STUDIETEKST:
..........

Richtlijn herstel en beheer (water)bodemkwaliteit

Baggeren en transporteren, toepassingsvoorwaarden, vertroebeling

Men spreekt van vertroebeling indien als resultaat van het baggerproces vaste deeltjes in de waterkolom voorkomen. Bij het baggeren van een verontreinigde waterbodem zal bij vertroebeling verspreiding of hersedimentatie mogelijk zijn van de verontreinigde deeltjes.

De mate van vertroebeling is afhankelijk van de bodemgesteldheid, van het graafwerktuig en van de wijze van baggeren. Wat dat laatste betreft is het vooral de verplaatsingssnelheid van de bak of de zuigmond die van invloed is op de optredende vertroebeling. Langzame verplaatsing van de zuigmond, rustige beweging van de roterende, snijdende en sluitende delen veroorzaken aanzienlijk minder vertroebeling. Ook de invloed van wind over het wateroppervlak en eventuele scheepvaartbewegingen kunnen een belangrijke oorzaak van vertroebeling zijn. De kwaliteit en de fysische eigenschappen van het oppervlaktewater spelen in dit verband ook een rol van betekenis.

Om een vergelijking mogelijk te maken tussen de verschillende baggertechnieken is door Gemeentewerken Rotterdam en de Combinatie Speurwerk Baggertechniek een standaard meetmethode ontwikkeld. De vertroebeling wordt uitgedrukt in de verhoging van de concentratie als een gemiddelde over de waterdiepte aan de rand van een gebied van 50 x 50 m rondom het centrum van de baggeractiviteiten [6].

Bij het vaststellen van de vertroebelingeisen als gevolg van de baggeractiviteiten moet men rekening houden met mogelijke achtergrondvertroebeling als gevolg van plaatselijke sediment-transport, hydrologische en meteorologische omstandigheden, passerende schepen en het aan- en afmeren van beunbakken en beunschepen bij het baggerwerktuig. In ondiep water en een slibwaterbodem kan de schroefwerking aanzienlijke vertroebeling veroorzaken.

Bij het formuleren van vertroebelingseisen moet bedacht worden dat voor de meeste vertroebeling geldt dat deze redelijke snel uitzakt (30 min. tot 1,5 uur) en dat deze, zeker in stilstaand water, beperkt blijft tot een plaatselijke verstoring. Deze korte tijd van het uitzakken vormt een aanwijzing voor het gedrag van de vertroebeling als een dichtheidsstroom ten opzichte van het omgevingswater. De verspreiding is dan minder omdat de vertroebelingswolk snel uit de hoofdstroom wegzakt [3].

Onderstaande in de praktijk te hanteren toepassingsvoorwaarden zijn als volgt te karakteriseren:

vertroebeling

waarde [mg/liter]

regulier baggeren

> 200

milieubaggeren

streng

matig streng

normaal

 

< 30

30 – 50

50 – 200

Het optreden van vertroebeling kan een risico vormen voor het plaatselijke leefmilieu en moet in zijn algemeenheid zoveel mogelijk worden voorkomen. Bij het formuleren van de voorwaarden ten aanzien van toelaatbare vertroebeling moet rekening worden gehouden met de beoogde effecten van de sanering zowel ter plaatse als op de omgeving, en met de negatieve effecten ten gevolge van het ontstaan van vertroebeling. Samenvattend kunnen dit zijn: migratie van verontreinigde deeltjes naar de omgeving, mobiliteitsverhoging van verontreinigde stoffen (het in oplossing gaan), fysische en chemische veranderingen van het lokale milieu en tijdelijk een vermindering van de lichtindringing in het oppervlaktewater.

Bij het opstellen van het meetplan en bij het stellen van de voorwaarden moet ook de achtergrond vertroebeling worden meegenomen. Essentieel is echter dat de gestelde voorwaarden voor vertroebeling als gevolg van het baggeren meetbaar moeten zijn.

..........

GETOONDE GEGEVENS:
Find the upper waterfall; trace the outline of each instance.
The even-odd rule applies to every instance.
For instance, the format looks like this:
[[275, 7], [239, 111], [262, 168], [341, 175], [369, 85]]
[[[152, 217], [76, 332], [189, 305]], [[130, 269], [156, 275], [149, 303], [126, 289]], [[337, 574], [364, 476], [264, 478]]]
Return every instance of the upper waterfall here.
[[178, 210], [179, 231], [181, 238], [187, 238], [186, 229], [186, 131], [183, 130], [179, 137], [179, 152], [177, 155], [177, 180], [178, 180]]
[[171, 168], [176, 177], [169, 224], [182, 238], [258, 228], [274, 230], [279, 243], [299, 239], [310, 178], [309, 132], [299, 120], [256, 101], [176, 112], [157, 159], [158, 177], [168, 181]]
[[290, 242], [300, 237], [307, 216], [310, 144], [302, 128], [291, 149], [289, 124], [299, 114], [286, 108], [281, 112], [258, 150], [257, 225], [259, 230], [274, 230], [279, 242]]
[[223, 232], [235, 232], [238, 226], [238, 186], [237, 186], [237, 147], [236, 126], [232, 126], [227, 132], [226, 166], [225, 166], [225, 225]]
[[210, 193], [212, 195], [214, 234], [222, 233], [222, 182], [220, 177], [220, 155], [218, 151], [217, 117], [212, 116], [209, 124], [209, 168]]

..........

OPDRACHT: Welke twee partijen hebben volgens de studietekst over vertroebeling een standaard meetmethode ontwikkeld om baggertechnieken te vergelijken?

ANTWOORD: Gemeentewerken Rotterdam en de Combinatie Speurwerk Baggertechniek.